Pointing and labeling entries
+ + + +

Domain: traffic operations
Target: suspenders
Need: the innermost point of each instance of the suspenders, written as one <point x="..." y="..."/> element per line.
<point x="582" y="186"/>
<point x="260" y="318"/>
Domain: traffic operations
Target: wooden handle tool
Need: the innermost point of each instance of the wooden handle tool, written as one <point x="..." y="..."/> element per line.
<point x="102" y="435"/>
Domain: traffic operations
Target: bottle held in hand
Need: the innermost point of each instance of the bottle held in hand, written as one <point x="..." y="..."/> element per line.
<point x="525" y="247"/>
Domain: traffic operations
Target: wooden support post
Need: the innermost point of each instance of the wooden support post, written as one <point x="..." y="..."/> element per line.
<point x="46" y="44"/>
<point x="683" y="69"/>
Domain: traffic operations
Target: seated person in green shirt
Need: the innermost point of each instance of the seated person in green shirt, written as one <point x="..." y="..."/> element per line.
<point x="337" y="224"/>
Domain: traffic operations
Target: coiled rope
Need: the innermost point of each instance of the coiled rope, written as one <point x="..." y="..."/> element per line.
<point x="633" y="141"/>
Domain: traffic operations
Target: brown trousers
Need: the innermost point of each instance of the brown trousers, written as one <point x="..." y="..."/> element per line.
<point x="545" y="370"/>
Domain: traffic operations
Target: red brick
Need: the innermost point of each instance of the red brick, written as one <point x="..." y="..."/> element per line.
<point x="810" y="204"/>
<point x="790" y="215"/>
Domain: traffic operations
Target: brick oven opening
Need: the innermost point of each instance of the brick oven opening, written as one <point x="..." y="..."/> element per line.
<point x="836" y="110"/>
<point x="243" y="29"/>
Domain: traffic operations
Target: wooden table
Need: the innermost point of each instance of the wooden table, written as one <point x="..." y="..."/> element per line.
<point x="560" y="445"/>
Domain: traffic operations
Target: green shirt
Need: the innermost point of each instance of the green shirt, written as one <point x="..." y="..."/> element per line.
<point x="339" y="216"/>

+ + + +

_The request_.
Each line of the material above must be retyped precisely.

_Written reply_.
Domain: traffic operations
Target: suspenders
Need: the innermost point of each instance of the suspenders, written as one <point x="..." y="..."/> element per line.
<point x="582" y="186"/>
<point x="260" y="318"/>
Domain: traffic operations
Target: wooden handle tool
Need: the innermost point of each instance of the wooden handle tool, written as one <point x="..." y="..."/> element per line.
<point x="102" y="435"/>
Domain: traffic operations
Target: bottle held in hand
Need: the innermost point of each instance of the bottle held in hand, written as one <point x="..." y="..."/> element per line.
<point x="525" y="247"/>
Domain: traffic operations
Target: wooden support post
Need: the innermost point of each instance of the wooden support post, written as one <point x="..." y="..."/> element per line.
<point x="46" y="44"/>
<point x="683" y="69"/>
Domain: traffic operations
Target: seated person in green shirt
Need: the innermost point of each instance of the seated person in green shirt, written as one <point x="..." y="..."/> element per line.
<point x="337" y="224"/>
Domain: traffic operations
Target: coiled rope
Need: the innermost point of each instance of the coiled rope, written as one <point x="..." y="..."/> element per line.
<point x="633" y="141"/>
Domain: traffic operations
Target: brown trousers
Need: the innermost point of each instance of the brown trousers, written as one <point x="..." y="..."/> element per line.
<point x="545" y="370"/>
Domain: traffic operations
Target: red brick
Need: the innermost point of each instance of the red brick, written as one <point x="..." y="..."/> element per line.
<point x="810" y="204"/>
<point x="790" y="215"/>
Domain: traffic operations
Target: brick oven opening
Need: the innermost point of each instance of the brick oven opening, written as one <point x="..." y="..."/> element per line.
<point x="836" y="110"/>
<point x="243" y="29"/>
Domain: traffic operations
Target: wooden table
Need: the innermost point of each instance of the wooden table, written as one <point x="..." y="..."/> element per line.
<point x="560" y="445"/>
Domain: traffic operations
Target: green shirt
Need: the innermost point of each instance of the green shirt, written as one <point x="..." y="..."/> element per line.
<point x="339" y="216"/>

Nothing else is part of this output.